# Goal of the exercise
Copy every one of the records below line for line, keeping each character unchanged.

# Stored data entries
Segment Open

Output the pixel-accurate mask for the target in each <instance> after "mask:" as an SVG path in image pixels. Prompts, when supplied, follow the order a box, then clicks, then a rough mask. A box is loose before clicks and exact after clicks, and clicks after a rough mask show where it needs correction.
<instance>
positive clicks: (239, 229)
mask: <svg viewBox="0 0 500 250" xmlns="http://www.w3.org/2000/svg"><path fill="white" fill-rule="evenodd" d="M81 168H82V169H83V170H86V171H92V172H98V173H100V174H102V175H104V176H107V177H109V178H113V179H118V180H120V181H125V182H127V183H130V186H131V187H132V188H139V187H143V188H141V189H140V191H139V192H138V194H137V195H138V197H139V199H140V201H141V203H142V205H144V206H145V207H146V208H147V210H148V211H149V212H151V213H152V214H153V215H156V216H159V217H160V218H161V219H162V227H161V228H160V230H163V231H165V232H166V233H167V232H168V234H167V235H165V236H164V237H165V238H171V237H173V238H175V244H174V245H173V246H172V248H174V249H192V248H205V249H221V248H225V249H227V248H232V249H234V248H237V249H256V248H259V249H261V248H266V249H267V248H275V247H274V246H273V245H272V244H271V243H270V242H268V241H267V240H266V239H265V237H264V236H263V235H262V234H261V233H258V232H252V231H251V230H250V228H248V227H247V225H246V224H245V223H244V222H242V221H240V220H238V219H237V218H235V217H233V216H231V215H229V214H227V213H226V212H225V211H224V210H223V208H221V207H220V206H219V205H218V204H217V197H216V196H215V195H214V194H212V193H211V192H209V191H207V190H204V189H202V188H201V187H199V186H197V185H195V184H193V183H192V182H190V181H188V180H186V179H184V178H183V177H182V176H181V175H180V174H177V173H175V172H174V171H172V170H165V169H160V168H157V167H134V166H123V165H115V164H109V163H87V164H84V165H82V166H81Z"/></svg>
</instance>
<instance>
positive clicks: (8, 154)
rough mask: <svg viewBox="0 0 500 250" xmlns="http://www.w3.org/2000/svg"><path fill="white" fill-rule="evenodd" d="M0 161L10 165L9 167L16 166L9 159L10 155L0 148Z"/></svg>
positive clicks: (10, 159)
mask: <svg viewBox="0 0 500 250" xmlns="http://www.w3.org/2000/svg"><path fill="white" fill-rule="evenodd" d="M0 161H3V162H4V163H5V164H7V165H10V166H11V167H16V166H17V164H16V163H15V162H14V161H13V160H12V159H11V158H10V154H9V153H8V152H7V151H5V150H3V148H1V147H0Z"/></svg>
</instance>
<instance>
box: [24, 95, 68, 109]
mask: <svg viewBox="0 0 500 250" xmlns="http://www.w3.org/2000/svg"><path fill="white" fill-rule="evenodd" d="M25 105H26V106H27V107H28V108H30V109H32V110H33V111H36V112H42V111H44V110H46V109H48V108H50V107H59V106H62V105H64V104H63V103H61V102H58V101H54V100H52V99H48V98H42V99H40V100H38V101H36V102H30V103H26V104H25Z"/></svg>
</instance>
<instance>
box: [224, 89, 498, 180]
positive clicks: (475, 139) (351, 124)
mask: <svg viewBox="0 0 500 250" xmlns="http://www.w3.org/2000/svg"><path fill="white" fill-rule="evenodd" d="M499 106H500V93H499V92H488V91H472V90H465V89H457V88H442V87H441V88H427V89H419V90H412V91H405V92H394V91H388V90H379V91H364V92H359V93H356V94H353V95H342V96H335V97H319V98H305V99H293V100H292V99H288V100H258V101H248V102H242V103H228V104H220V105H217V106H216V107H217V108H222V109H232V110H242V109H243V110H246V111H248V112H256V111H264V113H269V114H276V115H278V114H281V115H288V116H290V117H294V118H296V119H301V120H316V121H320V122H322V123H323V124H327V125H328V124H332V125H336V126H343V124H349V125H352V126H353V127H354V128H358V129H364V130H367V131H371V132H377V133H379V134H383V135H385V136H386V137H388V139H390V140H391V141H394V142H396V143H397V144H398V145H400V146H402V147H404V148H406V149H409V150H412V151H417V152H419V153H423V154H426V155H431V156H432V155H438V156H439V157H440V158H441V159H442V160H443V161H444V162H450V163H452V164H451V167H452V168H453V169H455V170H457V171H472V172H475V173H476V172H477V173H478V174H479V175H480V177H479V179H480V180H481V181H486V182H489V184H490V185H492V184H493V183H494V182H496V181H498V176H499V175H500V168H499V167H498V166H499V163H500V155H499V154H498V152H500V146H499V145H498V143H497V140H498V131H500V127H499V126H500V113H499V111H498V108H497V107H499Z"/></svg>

Segment Closed

# Written response
Output the pixel-accurate mask for the target in each <instance> after "mask:" as an SVG path in image pixels. Prompts, when supplied, follow the order a box, then clicks, then a rough mask. A box is loose before clicks and exact after clicks, and clicks after a rough mask show where it needs correction.
<instance>
positive clicks: (239, 229)
mask: <svg viewBox="0 0 500 250" xmlns="http://www.w3.org/2000/svg"><path fill="white" fill-rule="evenodd" d="M81 168H82V169H83V170H86V171H92V172H98V173H100V174H102V175H104V176H107V177H109V178H113V179H118V180H120V181H125V182H127V183H130V186H131V187H132V188H139V187H143V188H141V189H140V191H139V192H138V194H137V195H138V197H139V199H140V201H141V203H142V205H144V206H145V207H146V208H147V210H148V211H149V212H151V213H152V214H153V215H156V216H159V217H160V218H161V219H162V227H161V228H160V230H163V231H165V232H166V233H167V232H168V234H167V235H165V236H164V237H165V238H171V237H173V238H175V244H174V245H173V246H172V248H174V249H192V248H205V249H221V248H225V249H227V248H232V249H234V248H237V249H256V248H259V249H261V248H266V249H267V248H275V247H274V246H273V245H272V244H271V243H270V242H268V241H267V240H266V239H265V237H264V236H263V235H262V234H261V233H258V232H252V231H251V230H250V228H248V227H247V225H246V224H245V223H244V222H242V221H240V220H238V219H237V218H235V217H233V216H231V215H229V214H227V213H226V212H225V211H224V210H223V208H221V207H220V206H219V205H218V204H217V197H216V196H215V195H214V194H212V193H211V192H209V191H207V190H204V189H202V188H201V187H199V186H197V185H195V184H193V183H192V182H190V181H188V180H186V179H184V178H183V177H182V176H181V175H180V174H177V173H175V172H174V171H172V170H165V169H160V168H157V167H134V166H123V165H115V164H109V163H87V164H84V165H82V166H81Z"/></svg>
</instance>
<instance>
positive clicks: (8, 154)
rough mask: <svg viewBox="0 0 500 250" xmlns="http://www.w3.org/2000/svg"><path fill="white" fill-rule="evenodd" d="M0 161L10 165L9 167L16 166L9 159L10 155L0 148Z"/></svg>
positive clicks: (10, 159)
mask: <svg viewBox="0 0 500 250" xmlns="http://www.w3.org/2000/svg"><path fill="white" fill-rule="evenodd" d="M0 161H3V162H4V163H5V164H7V165H10V166H11V167H16V166H17V164H16V163H15V162H14V161H13V160H12V159H11V158H10V154H9V153H8V152H7V151H5V150H3V148H1V147H0Z"/></svg>
</instance>
<instance>
box: [24, 95, 68, 109]
mask: <svg viewBox="0 0 500 250" xmlns="http://www.w3.org/2000/svg"><path fill="white" fill-rule="evenodd" d="M25 105H26V106H27V107H28V108H30V109H32V110H33V111H36V112H42V111H44V110H46V109H48V108H50V107H59V106H62V105H64V104H63V103H61V102H58V101H54V100H52V99H48V98H42V99H40V100H38V101H36V102H30V103H26V104H25Z"/></svg>
</instance>
<instance>
box: [224, 89, 498, 180]
positive clicks: (475, 139) (351, 124)
mask: <svg viewBox="0 0 500 250" xmlns="http://www.w3.org/2000/svg"><path fill="white" fill-rule="evenodd" d="M499 106H500V93H499V92H488V91H472V90H465V89H457V88H442V87H441V88H427V89H419V90H412V91H405V92H394V91H388V90H379V91H364V92H359V93H356V94H353V95H342V96H335V97H319V98H305V99H293V100H292V99H288V100H258V101H248V102H242V103H228V104H220V105H217V106H216V107H217V108H222V109H232V110H242V109H243V110H246V111H248V112H256V111H264V113H269V114H276V115H278V114H281V115H288V116H290V117H294V118H296V119H301V120H316V121H320V122H322V123H323V124H327V125H328V124H332V125H336V126H343V124H349V125H352V126H353V127H354V128H358V129H364V130H367V131H371V132H377V133H379V134H383V135H385V136H386V137H388V139H390V140H391V141H394V142H396V143H397V144H398V145H400V146H402V147H404V148H406V149H409V150H412V151H417V152H419V153H423V154H426V155H431V156H432V155H438V156H439V157H440V158H441V159H442V160H443V161H444V162H450V163H452V164H451V167H452V168H453V169H455V170H457V171H472V172H475V173H476V172H477V173H478V174H479V175H480V177H479V179H480V180H481V181H486V182H489V184H490V185H492V184H493V183H494V182H496V181H498V176H499V175H500V168H499V167H498V166H499V163H500V155H499V154H498V152H500V146H499V145H498V143H497V140H498V131H500V127H499V126H500V113H499V111H498V108H497V107H499Z"/></svg>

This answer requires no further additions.